#### WHAT IS EXPECTED
Write out all the material exactly. Leave nothing out.

** Start ENTRIES PROVIDED **

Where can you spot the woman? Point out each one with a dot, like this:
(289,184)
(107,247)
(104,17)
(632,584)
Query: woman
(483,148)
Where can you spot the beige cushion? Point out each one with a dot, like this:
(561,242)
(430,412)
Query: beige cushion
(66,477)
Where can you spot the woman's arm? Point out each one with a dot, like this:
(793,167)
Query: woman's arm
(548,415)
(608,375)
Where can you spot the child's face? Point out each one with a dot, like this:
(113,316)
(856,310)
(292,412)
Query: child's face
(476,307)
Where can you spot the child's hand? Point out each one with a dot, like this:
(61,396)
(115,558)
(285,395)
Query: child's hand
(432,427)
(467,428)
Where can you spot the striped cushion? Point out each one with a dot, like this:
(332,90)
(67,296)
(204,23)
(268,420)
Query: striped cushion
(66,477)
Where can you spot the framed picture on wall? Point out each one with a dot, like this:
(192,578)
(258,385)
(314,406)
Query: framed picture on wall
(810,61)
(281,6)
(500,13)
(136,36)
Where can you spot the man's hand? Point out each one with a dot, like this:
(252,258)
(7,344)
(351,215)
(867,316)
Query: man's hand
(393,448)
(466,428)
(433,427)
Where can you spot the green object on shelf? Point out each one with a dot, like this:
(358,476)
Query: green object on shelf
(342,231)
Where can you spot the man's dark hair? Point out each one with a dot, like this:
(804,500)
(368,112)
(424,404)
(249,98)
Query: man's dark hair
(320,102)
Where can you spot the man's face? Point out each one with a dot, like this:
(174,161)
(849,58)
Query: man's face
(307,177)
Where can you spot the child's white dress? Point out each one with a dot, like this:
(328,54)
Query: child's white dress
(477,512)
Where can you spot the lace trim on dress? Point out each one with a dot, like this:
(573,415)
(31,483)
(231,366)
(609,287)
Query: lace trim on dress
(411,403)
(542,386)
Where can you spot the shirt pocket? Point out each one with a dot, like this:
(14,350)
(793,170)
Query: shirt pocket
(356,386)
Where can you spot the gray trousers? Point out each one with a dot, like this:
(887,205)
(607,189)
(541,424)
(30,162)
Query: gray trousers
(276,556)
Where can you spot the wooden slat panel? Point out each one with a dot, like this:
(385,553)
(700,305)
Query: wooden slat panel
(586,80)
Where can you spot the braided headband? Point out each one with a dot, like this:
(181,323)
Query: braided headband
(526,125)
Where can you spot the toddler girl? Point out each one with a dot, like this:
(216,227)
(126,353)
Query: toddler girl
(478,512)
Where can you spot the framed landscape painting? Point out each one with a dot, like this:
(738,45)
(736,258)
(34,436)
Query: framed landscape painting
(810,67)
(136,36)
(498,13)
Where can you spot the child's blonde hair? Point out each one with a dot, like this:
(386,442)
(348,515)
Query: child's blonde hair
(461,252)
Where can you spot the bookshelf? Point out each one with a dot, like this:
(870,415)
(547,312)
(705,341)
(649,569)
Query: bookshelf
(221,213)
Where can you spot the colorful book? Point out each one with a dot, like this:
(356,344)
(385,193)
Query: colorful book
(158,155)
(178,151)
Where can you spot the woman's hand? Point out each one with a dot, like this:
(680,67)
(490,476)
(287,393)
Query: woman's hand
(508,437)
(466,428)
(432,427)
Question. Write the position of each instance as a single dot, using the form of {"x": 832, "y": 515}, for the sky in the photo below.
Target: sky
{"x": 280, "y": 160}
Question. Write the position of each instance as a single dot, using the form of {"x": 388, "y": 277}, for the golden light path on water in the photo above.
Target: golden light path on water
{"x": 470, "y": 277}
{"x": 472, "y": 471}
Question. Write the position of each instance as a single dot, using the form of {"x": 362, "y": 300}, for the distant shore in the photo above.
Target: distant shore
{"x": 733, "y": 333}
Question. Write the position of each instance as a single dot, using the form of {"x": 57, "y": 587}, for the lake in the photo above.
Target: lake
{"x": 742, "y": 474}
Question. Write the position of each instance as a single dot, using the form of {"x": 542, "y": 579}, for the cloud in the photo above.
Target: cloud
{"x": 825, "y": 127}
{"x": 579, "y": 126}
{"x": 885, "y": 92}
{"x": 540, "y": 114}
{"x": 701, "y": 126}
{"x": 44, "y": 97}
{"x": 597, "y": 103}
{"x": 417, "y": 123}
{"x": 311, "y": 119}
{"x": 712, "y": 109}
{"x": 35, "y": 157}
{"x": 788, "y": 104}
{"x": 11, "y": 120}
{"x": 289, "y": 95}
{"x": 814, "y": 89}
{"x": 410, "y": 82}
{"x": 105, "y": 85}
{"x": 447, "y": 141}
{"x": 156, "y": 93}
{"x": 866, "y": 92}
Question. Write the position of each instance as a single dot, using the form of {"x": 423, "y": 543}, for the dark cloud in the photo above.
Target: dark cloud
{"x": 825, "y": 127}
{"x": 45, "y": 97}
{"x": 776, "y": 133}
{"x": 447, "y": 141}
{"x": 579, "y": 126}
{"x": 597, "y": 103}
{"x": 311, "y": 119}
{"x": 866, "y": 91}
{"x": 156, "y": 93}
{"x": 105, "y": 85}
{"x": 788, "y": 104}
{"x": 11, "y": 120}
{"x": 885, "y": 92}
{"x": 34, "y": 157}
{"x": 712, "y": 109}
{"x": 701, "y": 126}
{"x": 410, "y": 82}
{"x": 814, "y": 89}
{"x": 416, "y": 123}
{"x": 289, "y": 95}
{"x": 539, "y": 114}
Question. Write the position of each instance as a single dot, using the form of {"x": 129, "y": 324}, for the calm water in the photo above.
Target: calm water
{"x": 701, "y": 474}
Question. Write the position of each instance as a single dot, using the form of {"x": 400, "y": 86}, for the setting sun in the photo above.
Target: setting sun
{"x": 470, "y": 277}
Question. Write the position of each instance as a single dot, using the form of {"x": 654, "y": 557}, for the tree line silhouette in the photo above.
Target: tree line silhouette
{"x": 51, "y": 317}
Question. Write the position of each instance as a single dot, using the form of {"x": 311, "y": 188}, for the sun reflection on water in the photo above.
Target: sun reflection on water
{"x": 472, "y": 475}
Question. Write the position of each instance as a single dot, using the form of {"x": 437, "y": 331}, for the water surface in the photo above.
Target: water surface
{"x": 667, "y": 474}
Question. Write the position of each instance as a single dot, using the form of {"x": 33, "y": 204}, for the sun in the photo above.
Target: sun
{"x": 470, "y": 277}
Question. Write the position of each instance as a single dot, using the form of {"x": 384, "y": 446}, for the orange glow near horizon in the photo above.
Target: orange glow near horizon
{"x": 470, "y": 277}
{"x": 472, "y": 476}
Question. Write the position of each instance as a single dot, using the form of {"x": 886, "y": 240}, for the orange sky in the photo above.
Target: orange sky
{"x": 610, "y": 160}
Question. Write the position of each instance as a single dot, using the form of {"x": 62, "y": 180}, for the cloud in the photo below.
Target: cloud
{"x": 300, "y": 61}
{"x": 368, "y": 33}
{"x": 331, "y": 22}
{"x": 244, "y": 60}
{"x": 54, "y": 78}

** End ENTRIES PROVIDED **

#### EXERCISE OUTPUT
Where can you spot the woman? Point out each one with a dot, like this:
(289,184)
(107,247)
(104,17)
(632,584)
Query: woman
(483,148)
Where can you spot the beige cushion? Point out each one with a dot, like this:
(561,242)
(430,412)
Query: beige cushion
(66,477)
Where can you spot the woman's arm? Point out each one with a dot, like this:
(793,167)
Query: woman's arm
(548,415)
(608,375)
Where can you spot the child's face? Point out each one with a dot, like this:
(113,316)
(856,310)
(292,412)
Query: child's face
(476,307)
Where can you spot the child's hand? Point out each one with a dot, like this:
(61,396)
(115,558)
(285,395)
Query: child's hand
(432,427)
(467,428)
Where can you spot the striped cushion? Point out each one with a dot, like this:
(332,90)
(67,296)
(204,23)
(268,420)
Query: striped cushion
(66,477)
Where can you spot the framed picture on wall? Point out each one with a dot, like this:
(192,578)
(258,385)
(314,406)
Query: framed picture on wall
(810,61)
(281,6)
(500,13)
(136,36)
Where can you spot the man's hand? Point out each one with a dot, like this:
(252,258)
(7,344)
(351,215)
(867,316)
Query: man's hand
(393,448)
(466,428)
(433,427)
Where can you spot the green object on shelf? Point out each one with a dot, like this:
(358,476)
Query: green object on shelf
(342,231)
Where can you spot the man's dark hair? Point out each one with a dot, like this:
(804,500)
(368,112)
(424,404)
(249,98)
Query: man's dark hair
(320,102)
Where can you spot the man's face? Point out each one with a dot, like this:
(174,161)
(849,58)
Query: man's face
(307,177)
Where can you spot the child's white dress? Point out each one with a dot, like this:
(328,54)
Query: child's white dress
(477,512)
Where can you spot the lace trim on dress? Point out each one with a dot, like this:
(573,415)
(31,483)
(231,366)
(609,287)
Query: lace trim on dress
(411,403)
(542,386)
Where can you spot the shirt pocket? Point out each one with a dot, like this:
(14,350)
(793,170)
Query: shirt pocket
(356,386)
Where can you spot the gray trousers? Point out each one with a dot, like this:
(887,205)
(607,189)
(541,424)
(30,162)
Query: gray trousers
(276,556)
Where can you spot the wooden slat panel? Point out each one with a dot, like this:
(385,553)
(700,305)
Query: wooden slat panel
(586,80)
Where can you spot the braided headband? Point out each one with a dot, like this:
(181,323)
Query: braided headband
(526,125)
Where can you spot the toddler girl? Point out each one with a dot, like this:
(216,227)
(126,353)
Query: toddler girl
(478,512)
Where can you spot the framed landscape painting? Point out each one with a dot, like this:
(738,45)
(736,258)
(34,436)
Query: framed landscape painting
(810,67)
(136,36)
(498,13)
Where can you spot the child's blonde hair? Point out each one with a dot, like this:
(386,442)
(348,515)
Query: child's blonde hair
(461,252)
Where can you spot the bookshelf? Point out each one with a dot, like this:
(870,415)
(547,312)
(705,341)
(649,569)
Query: bookshelf
(221,213)
Where can you spot the colorful book? Point out each one with a dot, like this:
(356,344)
(385,193)
Query: colorful book
(158,155)
(178,151)
Where can you spot the woman's hand? Point out each one with a dot, like this:
(680,67)
(490,476)
(287,393)
Query: woman's hand
(508,437)
(466,428)
(432,427)
Question. Write the position of each instance as a single dot, using the form of {"x": 832, "y": 515}, for the sky in the photo below.
Target: sky
{"x": 280, "y": 160}
Question. Write the position of each instance as a single dot, using the form of {"x": 388, "y": 277}, for the golden light path on water in the photo above.
Target: golden light path on water
{"x": 470, "y": 277}
{"x": 472, "y": 471}
Question. Write the position of each instance as a single dot, using the form of {"x": 362, "y": 300}, for the distant shore in the photo above.
Target: distant shore
{"x": 733, "y": 333}
Question. Write the position of each instance as a single dot, using the form of {"x": 57, "y": 587}, for the lake in the photo above.
Target: lake
{"x": 742, "y": 474}
Question. Write the position of each instance as a single dot, using the form of {"x": 542, "y": 579}, for the cloud in the photo above.
Target: cloud
{"x": 825, "y": 127}
{"x": 579, "y": 126}
{"x": 885, "y": 92}
{"x": 540, "y": 114}
{"x": 701, "y": 126}
{"x": 44, "y": 97}
{"x": 597, "y": 103}
{"x": 417, "y": 123}
{"x": 311, "y": 119}
{"x": 712, "y": 109}
{"x": 35, "y": 157}
{"x": 788, "y": 104}
{"x": 11, "y": 120}
{"x": 289, "y": 95}
{"x": 814, "y": 89}
{"x": 410, "y": 82}
{"x": 105, "y": 85}
{"x": 447, "y": 141}
{"x": 156, "y": 93}
{"x": 866, "y": 92}
Question. Write the position of each instance as a single dot, using the form of {"x": 423, "y": 543}, for the dark cloud in the photo above.
Target: dark cloud
{"x": 825, "y": 127}
{"x": 45, "y": 97}
{"x": 776, "y": 133}
{"x": 447, "y": 141}
{"x": 579, "y": 126}
{"x": 597, "y": 103}
{"x": 311, "y": 119}
{"x": 866, "y": 91}
{"x": 156, "y": 93}
{"x": 105, "y": 85}
{"x": 788, "y": 104}
{"x": 11, "y": 120}
{"x": 885, "y": 92}
{"x": 34, "y": 157}
{"x": 712, "y": 109}
{"x": 701, "y": 126}
{"x": 410, "y": 82}
{"x": 814, "y": 89}
{"x": 416, "y": 123}
{"x": 289, "y": 95}
{"x": 539, "y": 114}
Question. Write the position of each instance as a single dot, using the form of {"x": 129, "y": 324}, for the calm water in the photo above.
Target: calm water
{"x": 701, "y": 474}
Question. Write the position of each instance as a single dot, using the form of {"x": 400, "y": 86}, for the setting sun in the photo above.
Target: setting sun
{"x": 470, "y": 277}
Question. Write the position of each instance as a single dot, using the form of {"x": 654, "y": 557}, for the tree line silhouette in the photo above.
Target: tree line silhouette
{"x": 51, "y": 317}
Question. Write the position of each instance as a single dot, using the form of {"x": 311, "y": 188}, for the sun reflection on water in the photo above.
Target: sun reflection on water
{"x": 472, "y": 475}
Question. Write the position of each instance as a single dot, using the form of {"x": 437, "y": 331}, for the water surface in the photo above.
Target: water surface
{"x": 667, "y": 474}
Question. Write the position of each instance as a single dot, using the form of {"x": 33, "y": 204}, for the sun in the photo above.
Target: sun
{"x": 470, "y": 277}
Question. Write the position of each instance as a single dot, using the form of {"x": 384, "y": 446}, for the orange glow near horizon in the photo above.
Target: orange glow near horizon
{"x": 470, "y": 277}
{"x": 472, "y": 476}
Question. Write the position of each instance as a single dot, using the form of {"x": 886, "y": 240}, for the orange sky in the photo above.
Target: orange sky
{"x": 610, "y": 160}
Question. Write the position of each instance as a single dot, using the form of {"x": 62, "y": 180}, for the cloud in the photo below.
Target: cloud
{"x": 300, "y": 61}
{"x": 368, "y": 33}
{"x": 331, "y": 22}
{"x": 244, "y": 60}
{"x": 54, "y": 78}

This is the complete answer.